§ **REQUIREMENT 1**:
The oncoEnrichR resources overview below mentions genesets that MSigDB includes. List every named source of those genesets.
§ **REQUIREMENT 2**:
According to the oncoEnrichR resources overview below, roughly how many primary tumor samples does the TCGA data cover?
SELECTED PASSAGE section start
Resources - overview
Data harvested and integrated from the following resources form the backbone of oncoEnrichR:
- Open Targets Platform - human drug-target associations and comprehensive disease-target associations
- CancerMine - literature-mined database of drivers, proto-oncogenes and tumor suppressors in cancer
- Network of Cancer Genes - Network of cancer genes - a web resource to analyze duplicability, orthology and network properties of cancer genes
- IntOGen - Compendium of mutational driver genes in cancer
- UniProt - Comprehensive and freely accessible resource of protein sequence and functional information
- Cancer Gene Census
- DoRothEA - gene set resource containing signed transcription factor (TF) - target (regulatory) interactions
- CellChatDB - ligand-receptor interaction resource
- The Cancer Genome Atlas (TCGA) - gene aberration frequencies, recurrent point mutations/indels, and co-expression patterns in ~9,500 primary tumor samples
- The Human Protein Atlas - expression data for healthy human tissues (GTex)/cell types, and prognostic gene expression associations in cancer
- Molecular Signatures Database (MSigDB) - collection of annotated (e.g. towards pathways) genesets for enrichment/over-representation analysis. This includes genesets from Gene Ontology, Reactome, KEGG, WikiPathways, BIOCARTA, as well as curated immunologic and cancer-specific signatures.
SELECTED PASSAGE section end
LISTED ENTRIES section start
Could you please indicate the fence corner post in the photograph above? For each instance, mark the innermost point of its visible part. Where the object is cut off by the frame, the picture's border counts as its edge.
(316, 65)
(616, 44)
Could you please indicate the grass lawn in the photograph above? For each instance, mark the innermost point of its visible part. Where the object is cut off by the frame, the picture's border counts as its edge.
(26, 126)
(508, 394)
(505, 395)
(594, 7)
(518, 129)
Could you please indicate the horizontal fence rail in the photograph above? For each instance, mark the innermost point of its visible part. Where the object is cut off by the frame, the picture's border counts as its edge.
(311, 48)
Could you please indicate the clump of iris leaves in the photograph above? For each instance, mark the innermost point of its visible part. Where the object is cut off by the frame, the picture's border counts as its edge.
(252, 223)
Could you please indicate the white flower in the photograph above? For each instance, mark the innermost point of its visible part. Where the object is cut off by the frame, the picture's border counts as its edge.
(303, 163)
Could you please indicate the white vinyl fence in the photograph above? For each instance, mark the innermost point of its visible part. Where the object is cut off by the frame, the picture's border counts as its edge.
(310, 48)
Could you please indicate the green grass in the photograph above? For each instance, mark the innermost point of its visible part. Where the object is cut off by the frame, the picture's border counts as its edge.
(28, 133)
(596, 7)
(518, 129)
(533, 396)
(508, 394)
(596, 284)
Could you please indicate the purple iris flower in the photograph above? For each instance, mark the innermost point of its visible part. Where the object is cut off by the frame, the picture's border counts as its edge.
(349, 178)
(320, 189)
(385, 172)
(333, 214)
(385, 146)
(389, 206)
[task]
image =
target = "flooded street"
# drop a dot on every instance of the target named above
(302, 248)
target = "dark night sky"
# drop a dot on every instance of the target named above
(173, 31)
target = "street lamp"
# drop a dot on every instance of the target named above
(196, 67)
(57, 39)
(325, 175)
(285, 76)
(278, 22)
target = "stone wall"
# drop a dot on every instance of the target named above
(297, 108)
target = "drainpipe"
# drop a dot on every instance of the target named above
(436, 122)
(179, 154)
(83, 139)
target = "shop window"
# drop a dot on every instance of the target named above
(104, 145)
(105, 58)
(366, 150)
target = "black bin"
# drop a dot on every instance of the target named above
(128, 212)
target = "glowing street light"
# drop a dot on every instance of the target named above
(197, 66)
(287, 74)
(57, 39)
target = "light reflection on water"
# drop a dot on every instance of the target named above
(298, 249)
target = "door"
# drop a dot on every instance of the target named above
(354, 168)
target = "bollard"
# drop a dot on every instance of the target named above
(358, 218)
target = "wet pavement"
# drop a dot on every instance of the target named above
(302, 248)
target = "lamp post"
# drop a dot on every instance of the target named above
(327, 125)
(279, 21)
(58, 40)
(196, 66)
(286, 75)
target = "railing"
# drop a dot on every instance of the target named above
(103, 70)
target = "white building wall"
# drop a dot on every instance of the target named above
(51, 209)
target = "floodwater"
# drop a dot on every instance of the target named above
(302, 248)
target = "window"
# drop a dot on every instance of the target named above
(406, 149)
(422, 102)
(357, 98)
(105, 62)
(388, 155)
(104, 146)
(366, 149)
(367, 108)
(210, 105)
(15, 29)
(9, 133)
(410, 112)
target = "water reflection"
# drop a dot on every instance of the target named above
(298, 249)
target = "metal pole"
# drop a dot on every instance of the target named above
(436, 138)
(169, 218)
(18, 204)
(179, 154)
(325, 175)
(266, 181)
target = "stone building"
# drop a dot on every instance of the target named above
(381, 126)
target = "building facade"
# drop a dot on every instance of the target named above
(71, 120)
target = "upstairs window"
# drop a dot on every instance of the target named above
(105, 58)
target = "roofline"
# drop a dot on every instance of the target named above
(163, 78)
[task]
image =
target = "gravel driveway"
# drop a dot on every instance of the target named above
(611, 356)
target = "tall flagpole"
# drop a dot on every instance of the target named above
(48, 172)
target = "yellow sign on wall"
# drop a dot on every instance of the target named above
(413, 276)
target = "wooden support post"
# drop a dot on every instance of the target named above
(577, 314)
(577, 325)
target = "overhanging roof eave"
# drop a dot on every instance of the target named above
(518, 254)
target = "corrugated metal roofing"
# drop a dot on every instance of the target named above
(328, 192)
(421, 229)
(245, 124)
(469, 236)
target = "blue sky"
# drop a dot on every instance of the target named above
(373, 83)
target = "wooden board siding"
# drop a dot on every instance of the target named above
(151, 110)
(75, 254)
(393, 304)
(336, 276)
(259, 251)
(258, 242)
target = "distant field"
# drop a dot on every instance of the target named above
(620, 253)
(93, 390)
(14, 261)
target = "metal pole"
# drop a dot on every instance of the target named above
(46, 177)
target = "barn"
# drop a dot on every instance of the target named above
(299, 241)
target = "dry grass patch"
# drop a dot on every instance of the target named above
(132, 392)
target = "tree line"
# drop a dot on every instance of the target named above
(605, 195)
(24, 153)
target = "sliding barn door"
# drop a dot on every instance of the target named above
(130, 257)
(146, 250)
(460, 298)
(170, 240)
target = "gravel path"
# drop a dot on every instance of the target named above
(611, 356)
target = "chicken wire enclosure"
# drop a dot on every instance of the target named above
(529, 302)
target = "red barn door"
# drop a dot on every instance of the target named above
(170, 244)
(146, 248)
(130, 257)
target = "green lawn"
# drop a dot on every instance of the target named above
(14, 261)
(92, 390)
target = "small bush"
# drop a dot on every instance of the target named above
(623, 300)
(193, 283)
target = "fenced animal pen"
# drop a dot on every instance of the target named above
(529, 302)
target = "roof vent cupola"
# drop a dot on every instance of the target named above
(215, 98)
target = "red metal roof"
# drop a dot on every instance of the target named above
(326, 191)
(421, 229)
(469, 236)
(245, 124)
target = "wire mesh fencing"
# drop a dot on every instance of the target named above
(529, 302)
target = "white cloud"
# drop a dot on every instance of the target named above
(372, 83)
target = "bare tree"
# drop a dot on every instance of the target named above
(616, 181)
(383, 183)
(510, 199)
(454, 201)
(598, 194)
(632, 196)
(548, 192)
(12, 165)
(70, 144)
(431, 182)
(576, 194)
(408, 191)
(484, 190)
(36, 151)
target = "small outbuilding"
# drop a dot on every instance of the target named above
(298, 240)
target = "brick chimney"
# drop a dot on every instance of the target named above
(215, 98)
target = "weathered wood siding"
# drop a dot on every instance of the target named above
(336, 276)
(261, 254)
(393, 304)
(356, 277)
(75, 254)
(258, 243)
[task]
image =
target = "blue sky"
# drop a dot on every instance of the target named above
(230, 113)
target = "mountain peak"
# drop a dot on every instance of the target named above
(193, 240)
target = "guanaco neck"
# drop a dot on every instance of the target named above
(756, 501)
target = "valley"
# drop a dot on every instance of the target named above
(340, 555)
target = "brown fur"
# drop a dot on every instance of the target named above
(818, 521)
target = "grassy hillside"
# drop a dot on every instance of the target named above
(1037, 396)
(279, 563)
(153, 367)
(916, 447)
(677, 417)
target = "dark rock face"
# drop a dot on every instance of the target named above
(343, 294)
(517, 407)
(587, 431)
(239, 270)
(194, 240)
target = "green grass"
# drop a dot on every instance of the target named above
LISTED ENTRIES section end
§ **ANSWER AREA 1**:
Gene Ontology, Reactome, KEGG, WikiPathways, BIOCARTA

§ **ANSWER AREA 2**:
About 9,500 primary tumor samples.